EXERCISE DIRECTIONS -
Retype, word for word, each line between the lines holding "compact form (14,195)." and "compact form (35,102).", inclusive, and leave the rest of the data alone.

SOURCE MATERIAL -
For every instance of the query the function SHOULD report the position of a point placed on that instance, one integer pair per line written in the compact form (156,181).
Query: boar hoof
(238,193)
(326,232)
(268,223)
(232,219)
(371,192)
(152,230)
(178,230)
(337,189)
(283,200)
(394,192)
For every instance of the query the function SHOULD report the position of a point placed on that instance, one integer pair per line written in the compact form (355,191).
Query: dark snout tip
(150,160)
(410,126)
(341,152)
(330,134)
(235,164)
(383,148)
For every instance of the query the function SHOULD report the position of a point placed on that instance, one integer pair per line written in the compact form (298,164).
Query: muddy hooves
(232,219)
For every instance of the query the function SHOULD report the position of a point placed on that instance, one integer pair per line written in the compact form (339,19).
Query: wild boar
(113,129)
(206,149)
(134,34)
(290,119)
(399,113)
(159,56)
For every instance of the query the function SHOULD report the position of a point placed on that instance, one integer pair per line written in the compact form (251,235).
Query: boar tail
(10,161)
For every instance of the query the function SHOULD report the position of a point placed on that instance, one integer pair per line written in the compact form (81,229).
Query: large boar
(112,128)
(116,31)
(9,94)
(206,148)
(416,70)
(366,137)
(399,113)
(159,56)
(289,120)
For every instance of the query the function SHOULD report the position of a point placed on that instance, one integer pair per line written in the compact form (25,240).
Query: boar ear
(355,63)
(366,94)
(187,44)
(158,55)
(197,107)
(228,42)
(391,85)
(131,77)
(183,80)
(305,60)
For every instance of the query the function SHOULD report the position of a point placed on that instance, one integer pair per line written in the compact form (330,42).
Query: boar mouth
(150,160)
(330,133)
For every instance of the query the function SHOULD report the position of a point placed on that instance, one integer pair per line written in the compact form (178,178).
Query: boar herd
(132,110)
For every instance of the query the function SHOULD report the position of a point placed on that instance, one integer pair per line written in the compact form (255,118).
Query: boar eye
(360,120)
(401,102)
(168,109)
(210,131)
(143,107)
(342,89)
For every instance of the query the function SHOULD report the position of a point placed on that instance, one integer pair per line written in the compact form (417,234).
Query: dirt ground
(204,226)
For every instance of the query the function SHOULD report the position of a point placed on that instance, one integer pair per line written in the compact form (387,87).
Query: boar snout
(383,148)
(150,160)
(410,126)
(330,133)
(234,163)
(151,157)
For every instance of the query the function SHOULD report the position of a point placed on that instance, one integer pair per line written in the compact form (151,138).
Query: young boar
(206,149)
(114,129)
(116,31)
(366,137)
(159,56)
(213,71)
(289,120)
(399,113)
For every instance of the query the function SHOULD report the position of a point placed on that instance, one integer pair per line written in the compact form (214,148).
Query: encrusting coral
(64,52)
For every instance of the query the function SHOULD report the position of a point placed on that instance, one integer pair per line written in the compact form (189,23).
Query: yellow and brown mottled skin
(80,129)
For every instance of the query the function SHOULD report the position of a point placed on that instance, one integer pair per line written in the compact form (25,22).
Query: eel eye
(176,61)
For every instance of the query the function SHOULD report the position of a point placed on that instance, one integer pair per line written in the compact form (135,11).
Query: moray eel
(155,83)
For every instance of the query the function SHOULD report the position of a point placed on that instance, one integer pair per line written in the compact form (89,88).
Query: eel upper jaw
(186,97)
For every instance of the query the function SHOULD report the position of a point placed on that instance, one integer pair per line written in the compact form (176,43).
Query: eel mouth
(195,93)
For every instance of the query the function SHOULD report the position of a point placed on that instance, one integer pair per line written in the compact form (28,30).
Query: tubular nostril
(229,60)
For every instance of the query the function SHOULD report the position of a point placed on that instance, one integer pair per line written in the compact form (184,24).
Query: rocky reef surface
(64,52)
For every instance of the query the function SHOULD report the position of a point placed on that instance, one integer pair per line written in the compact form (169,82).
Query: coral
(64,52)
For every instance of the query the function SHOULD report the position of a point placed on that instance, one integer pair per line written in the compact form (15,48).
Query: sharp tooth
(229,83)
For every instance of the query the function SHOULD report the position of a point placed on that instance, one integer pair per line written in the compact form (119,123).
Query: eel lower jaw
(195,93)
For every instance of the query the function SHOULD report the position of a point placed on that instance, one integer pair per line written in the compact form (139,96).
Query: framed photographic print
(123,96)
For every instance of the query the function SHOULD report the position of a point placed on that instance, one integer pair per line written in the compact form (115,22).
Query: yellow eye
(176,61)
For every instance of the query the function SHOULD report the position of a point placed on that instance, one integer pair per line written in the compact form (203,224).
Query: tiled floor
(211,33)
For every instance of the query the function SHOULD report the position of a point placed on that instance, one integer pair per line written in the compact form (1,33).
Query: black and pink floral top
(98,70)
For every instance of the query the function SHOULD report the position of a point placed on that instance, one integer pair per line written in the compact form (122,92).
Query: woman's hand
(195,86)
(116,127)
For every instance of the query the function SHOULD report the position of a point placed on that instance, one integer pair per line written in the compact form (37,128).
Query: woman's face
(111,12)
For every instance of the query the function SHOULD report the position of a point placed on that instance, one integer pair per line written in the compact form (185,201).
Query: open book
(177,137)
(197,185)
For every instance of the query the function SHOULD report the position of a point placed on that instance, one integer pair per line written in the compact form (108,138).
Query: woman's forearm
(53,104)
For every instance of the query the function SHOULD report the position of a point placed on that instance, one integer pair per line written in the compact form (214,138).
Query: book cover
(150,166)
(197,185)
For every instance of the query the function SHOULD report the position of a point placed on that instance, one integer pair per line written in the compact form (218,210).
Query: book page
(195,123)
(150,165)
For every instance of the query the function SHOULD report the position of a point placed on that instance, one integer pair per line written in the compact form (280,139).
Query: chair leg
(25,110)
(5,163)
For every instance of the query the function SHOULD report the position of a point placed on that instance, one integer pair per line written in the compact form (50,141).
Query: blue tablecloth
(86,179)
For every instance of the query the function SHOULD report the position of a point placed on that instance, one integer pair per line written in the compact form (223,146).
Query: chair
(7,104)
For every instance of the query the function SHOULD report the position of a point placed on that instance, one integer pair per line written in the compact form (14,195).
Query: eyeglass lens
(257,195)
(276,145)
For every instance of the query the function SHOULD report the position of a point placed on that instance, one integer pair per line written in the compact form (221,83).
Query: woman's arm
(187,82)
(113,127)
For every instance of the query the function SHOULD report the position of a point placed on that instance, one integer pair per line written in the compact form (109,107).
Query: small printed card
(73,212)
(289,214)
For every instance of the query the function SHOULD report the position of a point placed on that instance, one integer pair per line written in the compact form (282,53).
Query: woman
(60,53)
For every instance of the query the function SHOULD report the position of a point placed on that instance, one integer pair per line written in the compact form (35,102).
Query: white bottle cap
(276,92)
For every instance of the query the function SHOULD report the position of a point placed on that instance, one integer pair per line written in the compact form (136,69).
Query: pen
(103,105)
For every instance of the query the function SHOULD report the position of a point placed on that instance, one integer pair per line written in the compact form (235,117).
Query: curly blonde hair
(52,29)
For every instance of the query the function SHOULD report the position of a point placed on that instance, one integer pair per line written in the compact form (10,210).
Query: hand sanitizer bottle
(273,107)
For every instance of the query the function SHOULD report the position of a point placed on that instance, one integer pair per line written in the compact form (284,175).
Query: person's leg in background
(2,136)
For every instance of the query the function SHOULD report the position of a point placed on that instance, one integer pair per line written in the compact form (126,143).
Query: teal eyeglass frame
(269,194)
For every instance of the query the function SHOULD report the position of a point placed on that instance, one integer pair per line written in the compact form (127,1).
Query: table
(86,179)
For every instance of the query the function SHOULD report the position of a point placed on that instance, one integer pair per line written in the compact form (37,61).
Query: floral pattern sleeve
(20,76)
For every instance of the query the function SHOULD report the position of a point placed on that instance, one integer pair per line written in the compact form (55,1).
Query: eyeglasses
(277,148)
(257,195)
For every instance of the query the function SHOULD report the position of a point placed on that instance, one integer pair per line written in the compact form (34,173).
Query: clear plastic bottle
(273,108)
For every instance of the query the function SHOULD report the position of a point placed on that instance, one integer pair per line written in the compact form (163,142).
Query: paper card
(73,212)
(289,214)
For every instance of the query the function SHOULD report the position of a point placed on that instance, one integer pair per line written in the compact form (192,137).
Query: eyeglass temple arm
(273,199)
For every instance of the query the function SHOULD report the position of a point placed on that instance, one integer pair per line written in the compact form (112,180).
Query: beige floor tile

TASK RESPONSE -
For every instance of the query the function SHOULD report the position of a point placed on that instance, one integer pair per line written in the compact form (14,195).
Query: eyeglass lens
(257,195)
(276,145)
For every instance of the query the function SHOULD report the position of a point placed on that instance, one integer pair per line written in the compact form (221,83).
Query: woman's arm
(187,82)
(113,127)
For every instance of the query the function SHOULD report the position of a point placed on that instance, one integer pair per line written in the compact form (109,107).
Query: small printed card
(73,212)
(289,214)
For every instance of the query the function SHOULD report the position of a point placed on that instance, one integer pair per line written in the compact form (282,53).
Query: woman
(60,53)
For every instance of the query the function SHOULD report the position of a point placed on that instance, one integer pair per line written in the compact form (35,102).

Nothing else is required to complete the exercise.